### Task to carry out
Extract every line in the records below that contains the word "dark", treating uppercase and lowercase as different.

### Data for the task
▼
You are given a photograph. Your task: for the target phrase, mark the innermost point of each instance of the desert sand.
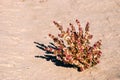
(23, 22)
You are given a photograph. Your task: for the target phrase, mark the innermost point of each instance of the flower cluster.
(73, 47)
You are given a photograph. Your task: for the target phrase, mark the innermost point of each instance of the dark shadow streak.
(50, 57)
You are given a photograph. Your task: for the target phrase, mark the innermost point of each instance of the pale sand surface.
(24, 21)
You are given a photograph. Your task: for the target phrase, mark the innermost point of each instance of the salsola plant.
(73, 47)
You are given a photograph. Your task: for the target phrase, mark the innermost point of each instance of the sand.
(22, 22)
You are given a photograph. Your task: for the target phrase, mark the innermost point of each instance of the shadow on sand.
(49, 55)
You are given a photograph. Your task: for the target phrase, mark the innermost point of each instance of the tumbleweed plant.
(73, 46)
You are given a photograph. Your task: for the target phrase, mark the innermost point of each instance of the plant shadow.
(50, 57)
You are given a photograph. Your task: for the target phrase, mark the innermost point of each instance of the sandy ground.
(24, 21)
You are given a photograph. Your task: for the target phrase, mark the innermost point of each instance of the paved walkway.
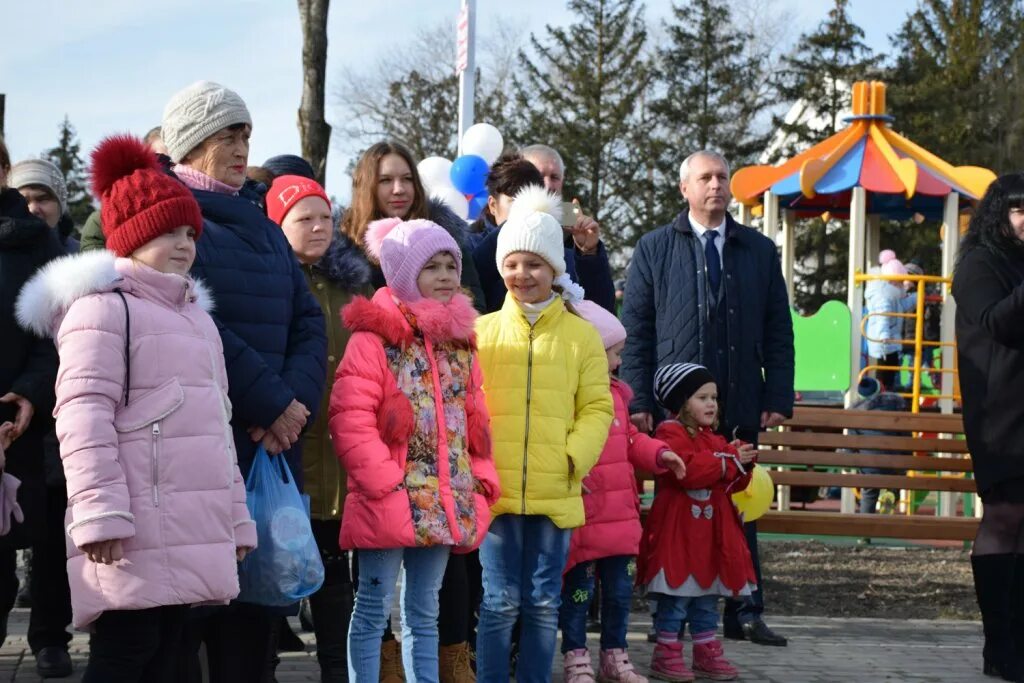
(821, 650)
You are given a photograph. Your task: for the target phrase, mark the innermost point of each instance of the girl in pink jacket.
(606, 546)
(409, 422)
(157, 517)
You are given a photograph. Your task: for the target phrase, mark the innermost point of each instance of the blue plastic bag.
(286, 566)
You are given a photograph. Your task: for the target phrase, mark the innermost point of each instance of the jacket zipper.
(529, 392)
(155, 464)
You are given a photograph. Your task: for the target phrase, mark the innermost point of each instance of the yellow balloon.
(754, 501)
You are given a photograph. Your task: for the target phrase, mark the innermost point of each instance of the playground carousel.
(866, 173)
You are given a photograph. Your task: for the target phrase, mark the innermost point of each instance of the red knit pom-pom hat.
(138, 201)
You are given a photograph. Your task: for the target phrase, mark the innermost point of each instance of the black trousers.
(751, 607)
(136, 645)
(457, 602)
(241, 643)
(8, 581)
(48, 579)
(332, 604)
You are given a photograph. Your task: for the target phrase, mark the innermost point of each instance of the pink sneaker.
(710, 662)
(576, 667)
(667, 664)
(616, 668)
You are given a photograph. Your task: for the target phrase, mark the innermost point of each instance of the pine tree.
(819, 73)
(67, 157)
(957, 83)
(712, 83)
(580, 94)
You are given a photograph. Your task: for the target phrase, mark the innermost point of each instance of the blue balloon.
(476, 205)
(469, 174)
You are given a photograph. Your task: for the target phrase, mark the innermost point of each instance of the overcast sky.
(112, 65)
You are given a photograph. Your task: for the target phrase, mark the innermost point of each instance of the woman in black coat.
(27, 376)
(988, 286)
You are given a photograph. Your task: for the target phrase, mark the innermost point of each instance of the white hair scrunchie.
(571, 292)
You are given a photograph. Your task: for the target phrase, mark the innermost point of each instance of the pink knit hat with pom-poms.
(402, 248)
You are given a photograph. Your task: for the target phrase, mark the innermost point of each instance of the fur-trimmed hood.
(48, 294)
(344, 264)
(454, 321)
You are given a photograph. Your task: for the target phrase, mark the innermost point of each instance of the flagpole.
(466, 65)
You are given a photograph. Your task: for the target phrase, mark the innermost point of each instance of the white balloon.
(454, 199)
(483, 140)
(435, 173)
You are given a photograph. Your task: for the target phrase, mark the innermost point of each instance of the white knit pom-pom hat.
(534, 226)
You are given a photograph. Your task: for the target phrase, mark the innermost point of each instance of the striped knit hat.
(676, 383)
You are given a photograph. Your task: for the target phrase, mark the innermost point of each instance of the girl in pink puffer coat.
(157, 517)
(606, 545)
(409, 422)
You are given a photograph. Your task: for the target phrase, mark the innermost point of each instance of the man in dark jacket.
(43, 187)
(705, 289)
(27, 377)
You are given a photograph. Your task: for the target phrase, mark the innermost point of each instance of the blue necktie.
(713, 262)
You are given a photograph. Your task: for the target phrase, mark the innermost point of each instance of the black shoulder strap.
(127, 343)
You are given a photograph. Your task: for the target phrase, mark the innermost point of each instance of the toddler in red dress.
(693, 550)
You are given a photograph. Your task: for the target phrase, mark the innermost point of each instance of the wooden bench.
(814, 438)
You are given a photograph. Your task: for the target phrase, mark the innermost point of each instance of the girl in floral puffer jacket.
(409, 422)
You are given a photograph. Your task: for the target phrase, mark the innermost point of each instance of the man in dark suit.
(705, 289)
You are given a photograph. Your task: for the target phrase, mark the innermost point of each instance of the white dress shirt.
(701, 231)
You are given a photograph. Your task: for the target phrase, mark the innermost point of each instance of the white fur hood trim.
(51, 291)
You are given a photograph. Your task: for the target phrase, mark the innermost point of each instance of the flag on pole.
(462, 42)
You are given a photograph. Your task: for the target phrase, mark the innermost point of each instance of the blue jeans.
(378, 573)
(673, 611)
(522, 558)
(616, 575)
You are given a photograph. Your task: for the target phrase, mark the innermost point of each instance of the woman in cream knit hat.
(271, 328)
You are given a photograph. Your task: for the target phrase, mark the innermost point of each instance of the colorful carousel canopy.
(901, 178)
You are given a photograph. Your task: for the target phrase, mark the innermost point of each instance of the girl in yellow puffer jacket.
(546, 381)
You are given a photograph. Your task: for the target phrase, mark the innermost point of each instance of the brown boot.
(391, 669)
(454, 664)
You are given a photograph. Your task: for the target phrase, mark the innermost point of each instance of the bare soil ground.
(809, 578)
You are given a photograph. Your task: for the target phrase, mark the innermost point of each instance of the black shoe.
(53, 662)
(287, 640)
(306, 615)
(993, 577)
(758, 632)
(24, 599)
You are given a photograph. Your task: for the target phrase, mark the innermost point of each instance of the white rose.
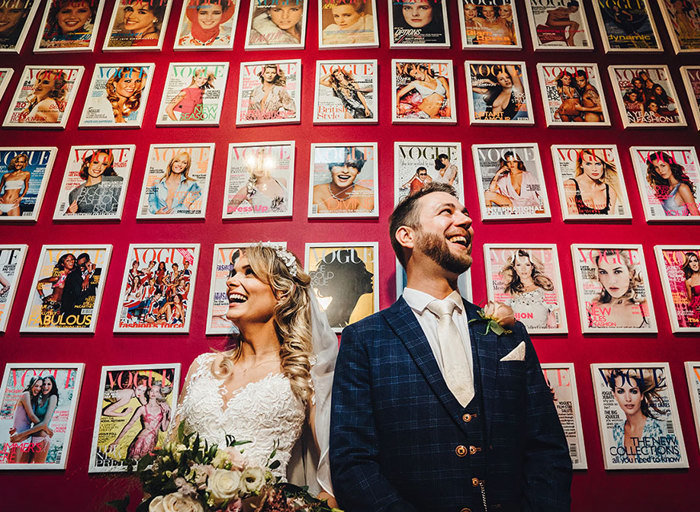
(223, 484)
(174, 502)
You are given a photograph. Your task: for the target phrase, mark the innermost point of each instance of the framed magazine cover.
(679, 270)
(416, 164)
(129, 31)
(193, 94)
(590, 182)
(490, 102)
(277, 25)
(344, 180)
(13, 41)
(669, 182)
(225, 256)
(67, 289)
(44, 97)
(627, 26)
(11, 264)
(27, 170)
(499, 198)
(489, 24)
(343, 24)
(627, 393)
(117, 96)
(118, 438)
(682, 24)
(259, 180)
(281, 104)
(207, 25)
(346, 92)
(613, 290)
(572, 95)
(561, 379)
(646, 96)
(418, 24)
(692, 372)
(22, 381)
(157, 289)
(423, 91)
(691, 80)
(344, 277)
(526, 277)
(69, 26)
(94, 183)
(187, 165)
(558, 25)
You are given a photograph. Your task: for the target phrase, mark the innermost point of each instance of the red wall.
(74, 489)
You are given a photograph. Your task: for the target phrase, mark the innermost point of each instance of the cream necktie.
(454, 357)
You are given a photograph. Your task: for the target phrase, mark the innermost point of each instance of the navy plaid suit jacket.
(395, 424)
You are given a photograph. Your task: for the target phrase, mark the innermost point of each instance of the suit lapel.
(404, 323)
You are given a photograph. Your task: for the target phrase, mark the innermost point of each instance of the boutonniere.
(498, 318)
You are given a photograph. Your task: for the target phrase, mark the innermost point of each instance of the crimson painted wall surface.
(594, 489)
▲
▼
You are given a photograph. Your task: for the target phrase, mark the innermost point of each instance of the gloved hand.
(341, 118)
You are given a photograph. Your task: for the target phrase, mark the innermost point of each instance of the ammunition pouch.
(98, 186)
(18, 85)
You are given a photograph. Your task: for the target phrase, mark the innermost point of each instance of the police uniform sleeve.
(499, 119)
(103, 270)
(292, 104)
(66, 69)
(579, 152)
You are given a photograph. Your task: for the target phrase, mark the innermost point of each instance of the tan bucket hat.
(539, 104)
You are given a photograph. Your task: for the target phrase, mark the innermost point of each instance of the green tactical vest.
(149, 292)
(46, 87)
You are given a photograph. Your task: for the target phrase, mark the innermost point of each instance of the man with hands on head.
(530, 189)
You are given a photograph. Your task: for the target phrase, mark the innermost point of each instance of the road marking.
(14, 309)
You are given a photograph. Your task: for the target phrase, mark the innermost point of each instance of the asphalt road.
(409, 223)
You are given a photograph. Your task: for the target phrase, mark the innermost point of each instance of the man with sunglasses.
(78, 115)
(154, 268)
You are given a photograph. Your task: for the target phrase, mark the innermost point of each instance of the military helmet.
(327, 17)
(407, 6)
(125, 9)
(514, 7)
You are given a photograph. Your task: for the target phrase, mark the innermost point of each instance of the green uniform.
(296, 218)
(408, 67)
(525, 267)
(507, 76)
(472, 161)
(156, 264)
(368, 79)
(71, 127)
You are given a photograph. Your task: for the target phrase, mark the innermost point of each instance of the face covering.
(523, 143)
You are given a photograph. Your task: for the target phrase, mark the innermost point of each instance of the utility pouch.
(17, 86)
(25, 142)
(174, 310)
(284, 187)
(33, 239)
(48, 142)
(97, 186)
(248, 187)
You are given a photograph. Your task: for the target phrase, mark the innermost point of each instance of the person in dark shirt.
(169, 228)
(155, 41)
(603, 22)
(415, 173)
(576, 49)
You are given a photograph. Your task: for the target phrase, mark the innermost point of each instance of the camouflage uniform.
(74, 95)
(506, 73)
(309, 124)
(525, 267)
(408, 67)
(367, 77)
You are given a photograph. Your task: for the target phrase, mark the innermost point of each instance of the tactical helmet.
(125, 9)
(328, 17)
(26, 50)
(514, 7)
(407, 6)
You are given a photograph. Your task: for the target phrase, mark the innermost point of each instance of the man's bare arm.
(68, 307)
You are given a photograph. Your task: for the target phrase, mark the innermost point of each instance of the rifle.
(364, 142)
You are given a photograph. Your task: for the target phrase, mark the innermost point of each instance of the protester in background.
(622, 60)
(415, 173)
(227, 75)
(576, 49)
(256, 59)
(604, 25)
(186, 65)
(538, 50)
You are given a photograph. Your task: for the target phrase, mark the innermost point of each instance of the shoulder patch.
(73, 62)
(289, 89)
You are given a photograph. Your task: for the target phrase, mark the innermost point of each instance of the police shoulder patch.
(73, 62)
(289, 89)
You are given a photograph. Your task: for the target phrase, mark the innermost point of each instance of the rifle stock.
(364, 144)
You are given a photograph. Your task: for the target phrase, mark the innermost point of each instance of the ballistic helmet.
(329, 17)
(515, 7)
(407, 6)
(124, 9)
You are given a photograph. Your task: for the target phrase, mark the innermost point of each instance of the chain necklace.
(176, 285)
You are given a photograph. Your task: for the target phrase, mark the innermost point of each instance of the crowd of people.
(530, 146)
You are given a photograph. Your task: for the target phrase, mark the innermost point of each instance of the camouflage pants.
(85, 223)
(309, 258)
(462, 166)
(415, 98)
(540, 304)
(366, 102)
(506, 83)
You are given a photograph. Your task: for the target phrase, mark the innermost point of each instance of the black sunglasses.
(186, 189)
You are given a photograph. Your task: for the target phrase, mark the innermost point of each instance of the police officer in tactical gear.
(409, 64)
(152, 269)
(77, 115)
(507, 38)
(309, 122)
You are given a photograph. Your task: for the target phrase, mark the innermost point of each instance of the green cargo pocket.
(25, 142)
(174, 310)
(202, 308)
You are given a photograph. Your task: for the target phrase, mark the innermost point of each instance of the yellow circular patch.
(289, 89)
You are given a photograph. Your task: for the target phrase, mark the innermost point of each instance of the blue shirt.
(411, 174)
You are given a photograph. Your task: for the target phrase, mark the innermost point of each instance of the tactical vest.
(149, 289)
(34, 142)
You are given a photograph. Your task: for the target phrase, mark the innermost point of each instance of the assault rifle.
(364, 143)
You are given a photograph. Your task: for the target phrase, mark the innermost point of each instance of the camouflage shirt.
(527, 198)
▲
### Output below
You are given a photograph. Your task: for the target phrase, mark the innermost point of each instance of the dark shadow streak.
You are given a photograph. Your task: for the target phrase, mark the innermost point of each instance of the man in dark jacket.
You are given a photograph. Your task: for the target phrase, mark the innermost point of each instance of the man in dark suit.
You are given a photograph. Your task: for the target phrase, mark the innermost point of each instance of the person in dark shirt.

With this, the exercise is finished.